Task details » Swap "dropping one pin per instance" for "placing one marker per instance" everywhere in the lines below, and give the lines again with nothing else changed. Leave the pictures out.

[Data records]

····················

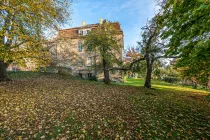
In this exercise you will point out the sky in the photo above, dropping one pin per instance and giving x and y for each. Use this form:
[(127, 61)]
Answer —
[(132, 15)]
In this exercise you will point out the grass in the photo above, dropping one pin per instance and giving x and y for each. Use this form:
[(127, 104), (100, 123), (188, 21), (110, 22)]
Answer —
[(44, 106)]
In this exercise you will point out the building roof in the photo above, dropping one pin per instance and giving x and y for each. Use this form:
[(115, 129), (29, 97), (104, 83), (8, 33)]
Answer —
[(73, 32)]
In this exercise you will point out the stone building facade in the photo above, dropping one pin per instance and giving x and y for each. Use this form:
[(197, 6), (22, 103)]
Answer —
[(67, 49)]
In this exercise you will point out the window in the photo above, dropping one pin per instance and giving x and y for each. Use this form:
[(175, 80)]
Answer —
[(80, 62), (88, 31), (88, 47), (89, 61), (79, 46), (80, 32)]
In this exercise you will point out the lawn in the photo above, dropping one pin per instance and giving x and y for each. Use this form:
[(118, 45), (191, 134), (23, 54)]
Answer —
[(40, 106)]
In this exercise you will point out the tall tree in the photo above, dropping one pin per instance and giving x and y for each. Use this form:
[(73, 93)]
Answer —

····················

Answer to the problem »
In this exercise you will point out the sky in the photo above, placing one marker per instance and giving x and y for each. Use this form:
[(127, 61)]
Answer —
[(132, 15)]
In this exercise you will point out the grass in the photo above, placing one marker per instance and giving x and y for each. Use this form:
[(127, 104), (100, 123), (188, 21), (110, 22)]
Answer —
[(44, 106)]
In this exercise you will point out the building roof in the photo above, placing one marker per instance and giving x and y for each. Use this form:
[(115, 129), (29, 97), (104, 83), (8, 33)]
Answer —
[(73, 32)]
In this exercise you will point out the stone building facade in the photo above, placing one marker per instance and giving x and y for each. Use this form:
[(197, 6), (22, 103)]
Answer —
[(67, 49)]
In this exercise you will point out the window in the photo above, placing one marker per instance and giving x and y for each. Use this form:
[(175, 80)]
Answer —
[(80, 62), (88, 31), (88, 47), (89, 61), (79, 46), (80, 32)]
In this exercise you will point out the lawn in the photo above, placing one marker per instance and giving x and y for each. Use this form:
[(118, 45), (191, 134), (23, 54)]
Answer —
[(40, 106)]
In this exercise you will point out the tall tree in the photo above, placing one marker per instance and giving x and y for each. Use this form:
[(73, 93)]
Answer —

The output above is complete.